Location labeling items
-- Begin --
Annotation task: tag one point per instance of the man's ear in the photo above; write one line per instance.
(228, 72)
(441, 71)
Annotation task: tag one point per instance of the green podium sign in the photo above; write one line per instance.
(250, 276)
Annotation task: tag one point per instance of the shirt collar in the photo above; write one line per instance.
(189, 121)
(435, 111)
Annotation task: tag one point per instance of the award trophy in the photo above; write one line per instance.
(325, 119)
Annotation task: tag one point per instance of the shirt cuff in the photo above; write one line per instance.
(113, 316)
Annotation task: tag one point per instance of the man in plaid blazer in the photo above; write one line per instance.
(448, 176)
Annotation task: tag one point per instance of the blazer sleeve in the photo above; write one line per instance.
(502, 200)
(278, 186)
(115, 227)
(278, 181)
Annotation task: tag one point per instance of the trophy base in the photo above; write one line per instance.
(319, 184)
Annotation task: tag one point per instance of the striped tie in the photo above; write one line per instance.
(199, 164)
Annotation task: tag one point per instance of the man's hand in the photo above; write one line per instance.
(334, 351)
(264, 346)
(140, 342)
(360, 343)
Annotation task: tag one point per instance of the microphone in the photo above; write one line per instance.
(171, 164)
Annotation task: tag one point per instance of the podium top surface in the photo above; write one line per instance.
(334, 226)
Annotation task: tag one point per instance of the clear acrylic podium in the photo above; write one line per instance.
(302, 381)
-- End --
▶ _Aim_
Rewrite the stretch from the line containing "Annotation task: tag one point per instance of the trophy" through the end of the items, keeping every request line unchanged and scaling each point coordinate in the answers by 2.4, rounded to a whole number with halves going up. Give only those lines.

▶ _Response below_
Annotation task: tag one point per instance of the trophy base in the photo above; write one line per instance.
(766, 442)
Annotation task: tag one point per instance of the striped tie in the photo above; write one line per instance.
(478, 394)
Annotation task: tag one point per instance of the man's hand in the photo above; write one line per instance.
(802, 842)
(634, 830)
(336, 821)
(864, 823)
Annotation task: tag one point per instance of the microphone in the photo above; write one line per instance.
(410, 394)
Annotation task: tag one point per instance of the podium top surface in the photo above; write one line per instance.
(802, 542)
Annotation task: tag one point per instance of the clear acrylic podium in the photo above; write one line per instance.
(725, 914)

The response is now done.